* [Exercise objective] Please copy everything from the row containing "target: scone on plate" down to the row containing "130 100 L 150", both included, character for character and with nothing else.

**** Dataset excerpts ****

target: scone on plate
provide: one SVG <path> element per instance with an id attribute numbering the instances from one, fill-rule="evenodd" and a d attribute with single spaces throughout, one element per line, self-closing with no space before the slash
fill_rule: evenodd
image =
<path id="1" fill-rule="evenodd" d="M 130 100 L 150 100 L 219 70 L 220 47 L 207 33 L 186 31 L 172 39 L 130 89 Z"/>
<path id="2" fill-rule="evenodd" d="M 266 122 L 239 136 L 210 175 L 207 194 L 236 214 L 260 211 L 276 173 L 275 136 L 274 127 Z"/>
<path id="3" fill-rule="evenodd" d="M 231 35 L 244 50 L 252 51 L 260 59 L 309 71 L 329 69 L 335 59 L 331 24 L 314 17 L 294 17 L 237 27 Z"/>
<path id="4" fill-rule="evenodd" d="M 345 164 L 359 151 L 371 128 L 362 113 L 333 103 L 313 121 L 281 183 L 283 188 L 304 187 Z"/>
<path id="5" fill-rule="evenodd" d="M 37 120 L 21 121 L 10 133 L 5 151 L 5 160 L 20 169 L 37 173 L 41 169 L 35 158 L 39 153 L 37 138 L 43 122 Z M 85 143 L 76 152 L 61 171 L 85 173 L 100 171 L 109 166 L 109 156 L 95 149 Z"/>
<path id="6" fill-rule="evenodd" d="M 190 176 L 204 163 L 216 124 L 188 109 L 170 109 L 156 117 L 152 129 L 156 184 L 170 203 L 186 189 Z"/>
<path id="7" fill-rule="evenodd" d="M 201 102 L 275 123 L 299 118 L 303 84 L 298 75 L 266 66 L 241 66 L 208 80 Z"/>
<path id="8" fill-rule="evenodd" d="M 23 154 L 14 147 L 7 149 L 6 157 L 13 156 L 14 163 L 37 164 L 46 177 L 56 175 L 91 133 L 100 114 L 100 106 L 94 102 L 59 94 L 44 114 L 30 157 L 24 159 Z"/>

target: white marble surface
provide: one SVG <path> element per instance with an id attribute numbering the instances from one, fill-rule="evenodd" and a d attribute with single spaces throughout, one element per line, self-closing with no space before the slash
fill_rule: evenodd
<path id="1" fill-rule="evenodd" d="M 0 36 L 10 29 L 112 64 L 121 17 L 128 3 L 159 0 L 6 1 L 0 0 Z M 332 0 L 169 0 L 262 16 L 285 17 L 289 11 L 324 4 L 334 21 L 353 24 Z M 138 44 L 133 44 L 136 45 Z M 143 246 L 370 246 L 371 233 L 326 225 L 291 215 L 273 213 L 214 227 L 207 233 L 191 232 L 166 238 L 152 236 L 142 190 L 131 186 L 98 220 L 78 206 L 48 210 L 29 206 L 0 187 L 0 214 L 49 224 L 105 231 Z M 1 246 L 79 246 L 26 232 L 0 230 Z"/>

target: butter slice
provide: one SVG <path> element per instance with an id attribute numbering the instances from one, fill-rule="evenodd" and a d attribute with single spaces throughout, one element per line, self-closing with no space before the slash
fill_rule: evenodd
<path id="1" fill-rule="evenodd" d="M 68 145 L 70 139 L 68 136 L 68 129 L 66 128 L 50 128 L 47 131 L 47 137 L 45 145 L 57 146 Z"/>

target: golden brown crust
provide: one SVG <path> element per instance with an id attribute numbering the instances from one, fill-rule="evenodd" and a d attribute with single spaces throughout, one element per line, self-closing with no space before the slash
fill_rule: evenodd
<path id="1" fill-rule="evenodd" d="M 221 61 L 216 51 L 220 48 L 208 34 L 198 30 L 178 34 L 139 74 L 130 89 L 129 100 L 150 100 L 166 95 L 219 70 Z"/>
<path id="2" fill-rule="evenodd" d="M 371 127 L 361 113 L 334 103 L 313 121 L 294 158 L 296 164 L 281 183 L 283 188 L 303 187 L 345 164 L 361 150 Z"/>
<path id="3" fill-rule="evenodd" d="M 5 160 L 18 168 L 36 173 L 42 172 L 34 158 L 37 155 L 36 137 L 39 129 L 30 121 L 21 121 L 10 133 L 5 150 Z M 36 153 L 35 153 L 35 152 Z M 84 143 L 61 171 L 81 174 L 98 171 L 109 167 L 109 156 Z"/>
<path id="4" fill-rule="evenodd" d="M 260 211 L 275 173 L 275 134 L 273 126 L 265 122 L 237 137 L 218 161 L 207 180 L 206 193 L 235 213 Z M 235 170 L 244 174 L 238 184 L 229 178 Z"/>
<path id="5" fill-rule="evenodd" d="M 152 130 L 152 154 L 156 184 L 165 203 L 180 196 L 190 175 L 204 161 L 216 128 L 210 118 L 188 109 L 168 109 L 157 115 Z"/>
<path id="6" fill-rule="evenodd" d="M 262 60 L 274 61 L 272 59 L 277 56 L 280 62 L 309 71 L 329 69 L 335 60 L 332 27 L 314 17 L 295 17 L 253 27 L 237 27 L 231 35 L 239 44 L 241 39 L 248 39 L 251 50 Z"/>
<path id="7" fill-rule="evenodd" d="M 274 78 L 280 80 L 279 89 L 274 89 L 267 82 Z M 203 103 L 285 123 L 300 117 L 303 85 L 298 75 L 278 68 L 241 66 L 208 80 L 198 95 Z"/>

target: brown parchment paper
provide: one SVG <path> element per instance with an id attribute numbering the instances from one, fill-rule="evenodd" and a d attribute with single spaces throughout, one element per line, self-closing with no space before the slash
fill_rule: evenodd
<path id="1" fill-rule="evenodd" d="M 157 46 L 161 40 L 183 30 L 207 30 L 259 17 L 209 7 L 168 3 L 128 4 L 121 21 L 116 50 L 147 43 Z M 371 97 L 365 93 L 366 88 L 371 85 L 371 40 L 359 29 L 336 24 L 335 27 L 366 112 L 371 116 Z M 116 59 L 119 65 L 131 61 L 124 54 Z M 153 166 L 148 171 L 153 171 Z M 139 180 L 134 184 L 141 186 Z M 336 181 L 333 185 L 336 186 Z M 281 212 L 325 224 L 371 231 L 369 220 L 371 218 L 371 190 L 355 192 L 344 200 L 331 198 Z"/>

****
**** Dataset excerpts ****

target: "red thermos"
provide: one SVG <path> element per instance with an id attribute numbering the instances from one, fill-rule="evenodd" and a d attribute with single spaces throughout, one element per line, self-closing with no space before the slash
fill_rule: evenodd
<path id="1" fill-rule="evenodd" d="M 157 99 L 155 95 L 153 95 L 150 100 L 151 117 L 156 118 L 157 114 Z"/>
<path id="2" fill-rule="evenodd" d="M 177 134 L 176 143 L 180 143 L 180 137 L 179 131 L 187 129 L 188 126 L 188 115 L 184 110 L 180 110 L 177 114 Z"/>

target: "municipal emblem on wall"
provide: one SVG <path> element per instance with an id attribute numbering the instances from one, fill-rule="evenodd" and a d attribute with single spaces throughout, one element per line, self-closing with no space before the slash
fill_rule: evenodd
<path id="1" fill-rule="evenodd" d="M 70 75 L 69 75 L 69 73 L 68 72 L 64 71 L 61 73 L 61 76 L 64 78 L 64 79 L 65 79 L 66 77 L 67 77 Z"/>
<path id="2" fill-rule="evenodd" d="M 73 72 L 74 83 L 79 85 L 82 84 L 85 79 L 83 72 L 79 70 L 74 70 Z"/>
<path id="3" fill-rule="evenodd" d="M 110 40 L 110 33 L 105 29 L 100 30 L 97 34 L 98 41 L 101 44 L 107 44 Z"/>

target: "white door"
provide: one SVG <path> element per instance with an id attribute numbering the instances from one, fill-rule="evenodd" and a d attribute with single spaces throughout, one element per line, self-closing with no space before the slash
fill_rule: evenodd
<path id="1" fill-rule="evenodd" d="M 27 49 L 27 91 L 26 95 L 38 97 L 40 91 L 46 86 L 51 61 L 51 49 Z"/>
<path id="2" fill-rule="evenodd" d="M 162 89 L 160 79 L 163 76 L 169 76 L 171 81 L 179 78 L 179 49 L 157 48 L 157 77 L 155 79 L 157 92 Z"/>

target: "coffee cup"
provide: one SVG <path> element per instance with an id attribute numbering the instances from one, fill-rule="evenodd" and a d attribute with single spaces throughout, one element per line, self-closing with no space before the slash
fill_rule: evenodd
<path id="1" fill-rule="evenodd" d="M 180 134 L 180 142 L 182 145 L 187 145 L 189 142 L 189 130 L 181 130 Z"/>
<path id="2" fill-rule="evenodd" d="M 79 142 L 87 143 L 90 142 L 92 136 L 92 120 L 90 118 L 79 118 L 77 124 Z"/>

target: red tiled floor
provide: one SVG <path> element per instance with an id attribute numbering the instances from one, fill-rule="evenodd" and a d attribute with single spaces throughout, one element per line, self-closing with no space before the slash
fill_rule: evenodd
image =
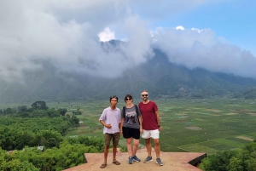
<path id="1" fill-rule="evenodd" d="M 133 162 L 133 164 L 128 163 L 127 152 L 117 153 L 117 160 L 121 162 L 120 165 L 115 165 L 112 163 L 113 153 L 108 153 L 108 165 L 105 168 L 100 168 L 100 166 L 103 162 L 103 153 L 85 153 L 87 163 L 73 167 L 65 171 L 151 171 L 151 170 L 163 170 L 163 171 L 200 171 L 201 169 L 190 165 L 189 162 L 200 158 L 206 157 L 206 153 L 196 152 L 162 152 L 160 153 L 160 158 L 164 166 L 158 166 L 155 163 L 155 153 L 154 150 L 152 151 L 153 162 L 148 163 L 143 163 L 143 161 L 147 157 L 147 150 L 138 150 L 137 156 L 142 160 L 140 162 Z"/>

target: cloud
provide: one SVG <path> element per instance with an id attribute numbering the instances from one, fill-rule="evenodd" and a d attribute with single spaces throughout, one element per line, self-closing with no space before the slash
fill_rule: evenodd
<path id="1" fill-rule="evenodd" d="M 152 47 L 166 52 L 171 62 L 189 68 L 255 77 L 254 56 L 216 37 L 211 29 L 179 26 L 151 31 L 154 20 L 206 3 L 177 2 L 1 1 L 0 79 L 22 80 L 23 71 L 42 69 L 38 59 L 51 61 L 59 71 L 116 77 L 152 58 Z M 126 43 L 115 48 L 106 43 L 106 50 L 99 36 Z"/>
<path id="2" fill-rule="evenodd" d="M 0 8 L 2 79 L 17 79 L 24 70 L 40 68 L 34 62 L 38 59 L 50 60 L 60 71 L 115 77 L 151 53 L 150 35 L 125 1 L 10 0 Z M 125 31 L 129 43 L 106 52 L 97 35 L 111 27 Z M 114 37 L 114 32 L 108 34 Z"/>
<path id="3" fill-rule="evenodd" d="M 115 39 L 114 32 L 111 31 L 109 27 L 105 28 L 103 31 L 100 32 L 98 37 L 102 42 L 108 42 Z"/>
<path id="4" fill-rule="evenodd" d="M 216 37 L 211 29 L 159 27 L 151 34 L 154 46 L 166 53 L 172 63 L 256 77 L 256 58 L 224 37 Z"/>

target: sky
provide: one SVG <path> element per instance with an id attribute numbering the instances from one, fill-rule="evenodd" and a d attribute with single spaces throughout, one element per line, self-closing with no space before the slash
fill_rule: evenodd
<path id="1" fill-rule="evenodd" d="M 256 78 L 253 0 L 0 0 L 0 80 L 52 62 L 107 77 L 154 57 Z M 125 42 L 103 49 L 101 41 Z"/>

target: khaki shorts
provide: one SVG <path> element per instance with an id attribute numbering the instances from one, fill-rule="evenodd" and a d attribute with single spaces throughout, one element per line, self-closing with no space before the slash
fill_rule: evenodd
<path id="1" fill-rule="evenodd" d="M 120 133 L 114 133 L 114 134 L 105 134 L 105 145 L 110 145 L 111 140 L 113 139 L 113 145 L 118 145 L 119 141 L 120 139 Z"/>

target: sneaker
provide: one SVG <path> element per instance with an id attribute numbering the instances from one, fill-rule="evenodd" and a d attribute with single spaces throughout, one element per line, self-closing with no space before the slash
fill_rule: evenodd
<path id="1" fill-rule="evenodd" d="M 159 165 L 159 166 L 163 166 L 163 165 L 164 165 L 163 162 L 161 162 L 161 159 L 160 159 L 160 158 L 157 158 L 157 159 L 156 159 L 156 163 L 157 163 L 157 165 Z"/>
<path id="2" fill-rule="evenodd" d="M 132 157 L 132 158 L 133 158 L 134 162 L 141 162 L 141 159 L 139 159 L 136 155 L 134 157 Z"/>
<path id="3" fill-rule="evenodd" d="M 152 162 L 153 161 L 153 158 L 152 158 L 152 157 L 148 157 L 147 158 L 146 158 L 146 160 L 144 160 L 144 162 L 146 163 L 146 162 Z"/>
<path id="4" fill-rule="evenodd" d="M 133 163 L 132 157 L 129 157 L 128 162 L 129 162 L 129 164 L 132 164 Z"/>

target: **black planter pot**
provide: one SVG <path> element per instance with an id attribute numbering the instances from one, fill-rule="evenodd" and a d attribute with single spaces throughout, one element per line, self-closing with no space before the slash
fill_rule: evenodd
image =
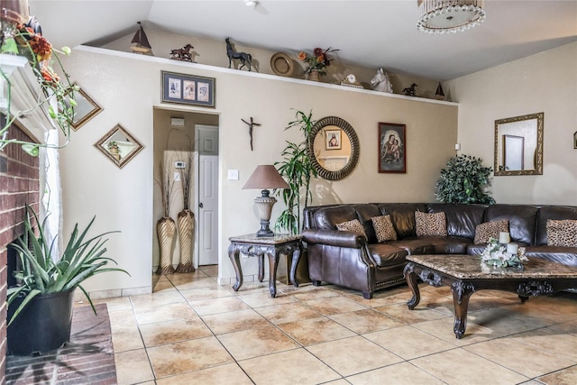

****
**** Dataset excerpts ****

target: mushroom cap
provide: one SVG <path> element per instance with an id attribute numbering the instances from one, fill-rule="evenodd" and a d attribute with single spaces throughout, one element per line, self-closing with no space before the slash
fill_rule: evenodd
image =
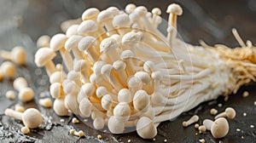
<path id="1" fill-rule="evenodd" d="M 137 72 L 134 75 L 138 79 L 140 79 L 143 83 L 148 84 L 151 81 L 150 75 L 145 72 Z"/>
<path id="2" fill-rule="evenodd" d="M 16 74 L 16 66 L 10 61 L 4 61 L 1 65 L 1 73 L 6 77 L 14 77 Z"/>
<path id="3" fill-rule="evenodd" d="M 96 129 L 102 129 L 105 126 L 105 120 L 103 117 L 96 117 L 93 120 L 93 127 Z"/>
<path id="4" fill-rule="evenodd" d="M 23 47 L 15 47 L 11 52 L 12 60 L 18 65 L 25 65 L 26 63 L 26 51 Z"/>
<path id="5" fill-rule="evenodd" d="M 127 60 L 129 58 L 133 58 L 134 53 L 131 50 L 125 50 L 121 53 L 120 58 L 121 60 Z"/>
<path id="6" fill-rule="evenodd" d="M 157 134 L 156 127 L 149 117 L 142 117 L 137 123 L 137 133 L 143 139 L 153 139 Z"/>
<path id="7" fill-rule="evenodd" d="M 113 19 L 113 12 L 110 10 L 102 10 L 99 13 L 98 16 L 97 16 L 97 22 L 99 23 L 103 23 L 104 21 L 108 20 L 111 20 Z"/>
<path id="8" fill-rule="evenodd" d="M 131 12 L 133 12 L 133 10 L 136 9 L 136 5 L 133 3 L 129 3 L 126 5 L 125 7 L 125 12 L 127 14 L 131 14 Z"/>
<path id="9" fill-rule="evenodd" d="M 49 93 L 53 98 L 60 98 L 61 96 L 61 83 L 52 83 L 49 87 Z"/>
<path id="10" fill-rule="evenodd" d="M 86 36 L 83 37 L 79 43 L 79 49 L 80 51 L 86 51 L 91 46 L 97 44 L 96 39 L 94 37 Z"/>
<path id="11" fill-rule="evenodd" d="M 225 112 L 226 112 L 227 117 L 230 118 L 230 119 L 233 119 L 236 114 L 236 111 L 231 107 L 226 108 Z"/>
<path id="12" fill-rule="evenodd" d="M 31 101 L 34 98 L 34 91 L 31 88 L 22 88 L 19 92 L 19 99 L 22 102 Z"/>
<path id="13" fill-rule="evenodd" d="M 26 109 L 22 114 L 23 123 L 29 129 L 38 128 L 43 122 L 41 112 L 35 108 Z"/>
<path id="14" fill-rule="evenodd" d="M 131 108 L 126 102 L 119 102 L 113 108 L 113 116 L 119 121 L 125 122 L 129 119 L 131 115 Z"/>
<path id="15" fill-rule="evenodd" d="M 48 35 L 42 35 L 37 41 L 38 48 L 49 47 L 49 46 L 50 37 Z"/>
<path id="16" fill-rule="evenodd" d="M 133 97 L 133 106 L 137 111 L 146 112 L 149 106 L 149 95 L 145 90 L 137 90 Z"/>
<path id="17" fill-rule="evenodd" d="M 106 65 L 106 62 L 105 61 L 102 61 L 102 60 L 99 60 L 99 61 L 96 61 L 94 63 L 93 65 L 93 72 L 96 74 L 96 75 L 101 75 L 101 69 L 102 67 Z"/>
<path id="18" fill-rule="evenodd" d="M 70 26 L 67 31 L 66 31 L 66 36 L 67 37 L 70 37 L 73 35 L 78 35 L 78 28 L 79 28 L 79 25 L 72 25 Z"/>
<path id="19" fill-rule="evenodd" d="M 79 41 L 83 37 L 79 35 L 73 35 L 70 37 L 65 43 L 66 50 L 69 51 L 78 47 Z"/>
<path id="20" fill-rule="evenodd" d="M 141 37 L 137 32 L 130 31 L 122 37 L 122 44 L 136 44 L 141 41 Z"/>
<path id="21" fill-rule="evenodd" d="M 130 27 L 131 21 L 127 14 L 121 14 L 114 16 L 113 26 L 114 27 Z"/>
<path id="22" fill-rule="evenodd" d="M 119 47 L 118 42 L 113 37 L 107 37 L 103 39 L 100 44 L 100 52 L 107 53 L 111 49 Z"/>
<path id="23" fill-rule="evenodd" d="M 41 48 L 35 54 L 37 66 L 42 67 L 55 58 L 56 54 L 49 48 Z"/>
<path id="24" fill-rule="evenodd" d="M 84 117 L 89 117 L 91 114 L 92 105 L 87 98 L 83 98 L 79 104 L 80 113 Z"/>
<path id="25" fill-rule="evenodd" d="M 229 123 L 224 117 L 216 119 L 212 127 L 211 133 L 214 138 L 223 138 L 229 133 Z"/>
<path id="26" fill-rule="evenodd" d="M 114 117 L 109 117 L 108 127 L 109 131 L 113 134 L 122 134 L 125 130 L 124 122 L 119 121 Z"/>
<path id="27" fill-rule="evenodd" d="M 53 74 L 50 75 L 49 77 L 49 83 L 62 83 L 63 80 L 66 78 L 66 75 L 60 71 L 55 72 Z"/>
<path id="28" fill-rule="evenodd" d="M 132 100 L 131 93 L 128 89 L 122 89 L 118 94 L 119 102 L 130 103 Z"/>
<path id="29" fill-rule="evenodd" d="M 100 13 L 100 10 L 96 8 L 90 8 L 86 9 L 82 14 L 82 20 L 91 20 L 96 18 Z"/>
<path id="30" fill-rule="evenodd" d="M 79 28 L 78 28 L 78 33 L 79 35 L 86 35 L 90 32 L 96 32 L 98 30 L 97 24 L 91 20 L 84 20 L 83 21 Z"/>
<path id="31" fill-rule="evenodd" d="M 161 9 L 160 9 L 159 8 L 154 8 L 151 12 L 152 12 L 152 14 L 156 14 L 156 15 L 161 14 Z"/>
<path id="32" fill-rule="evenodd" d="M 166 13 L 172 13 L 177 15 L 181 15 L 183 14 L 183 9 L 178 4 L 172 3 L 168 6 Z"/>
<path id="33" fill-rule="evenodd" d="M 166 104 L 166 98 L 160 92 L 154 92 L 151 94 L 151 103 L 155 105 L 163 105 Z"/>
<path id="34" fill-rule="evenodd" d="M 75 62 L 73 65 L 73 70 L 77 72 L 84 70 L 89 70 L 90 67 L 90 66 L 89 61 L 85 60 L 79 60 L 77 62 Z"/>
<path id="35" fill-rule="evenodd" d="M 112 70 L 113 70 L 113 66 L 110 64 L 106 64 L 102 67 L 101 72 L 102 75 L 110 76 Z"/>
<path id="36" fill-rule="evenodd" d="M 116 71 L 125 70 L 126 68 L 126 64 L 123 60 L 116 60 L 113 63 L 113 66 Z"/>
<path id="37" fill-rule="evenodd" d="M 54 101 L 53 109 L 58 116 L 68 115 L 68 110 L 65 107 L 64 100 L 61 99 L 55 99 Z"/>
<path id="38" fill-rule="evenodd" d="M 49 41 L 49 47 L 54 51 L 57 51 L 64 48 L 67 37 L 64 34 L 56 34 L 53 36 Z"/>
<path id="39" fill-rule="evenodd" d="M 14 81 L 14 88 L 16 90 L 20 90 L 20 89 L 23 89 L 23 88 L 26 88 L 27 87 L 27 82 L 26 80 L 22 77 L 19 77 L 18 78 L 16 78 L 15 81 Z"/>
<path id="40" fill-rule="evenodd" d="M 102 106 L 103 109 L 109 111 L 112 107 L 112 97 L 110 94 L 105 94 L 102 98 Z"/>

****

* [Response]
target: scone on plate
provide: one SVG <path> element per instance with an id attribute numbering the instances from one, fill-rule="evenodd" and a d attribute with single spaces throughout, one element per line, self-closing with no space before the slash
fill_rule: evenodd
image =
<path id="1" fill-rule="evenodd" d="M 130 100 L 150 100 L 219 70 L 220 47 L 207 33 L 186 31 L 172 39 L 130 89 Z"/>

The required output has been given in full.